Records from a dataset
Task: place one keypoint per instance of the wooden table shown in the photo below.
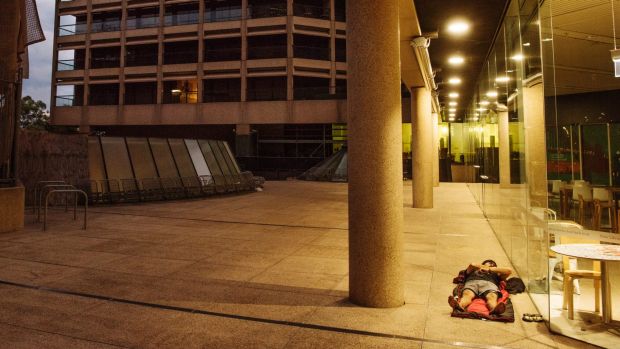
(596, 252)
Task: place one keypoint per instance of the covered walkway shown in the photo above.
(262, 270)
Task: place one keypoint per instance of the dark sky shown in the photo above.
(38, 85)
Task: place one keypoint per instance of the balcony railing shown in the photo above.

ABOUT THIS EXERCISE :: The result should consist solely of the lines from the one that contains "Task: place one keypoint per instance of the dark" to the last line of the records above, reproduced exactly.

OUTPUT OF THE TASK ::
Task: place one keypoint per instance of the dark sky shown in the photo above.
(38, 85)
Task: place one keypoint per instance of the balcony railing shown in the photo above.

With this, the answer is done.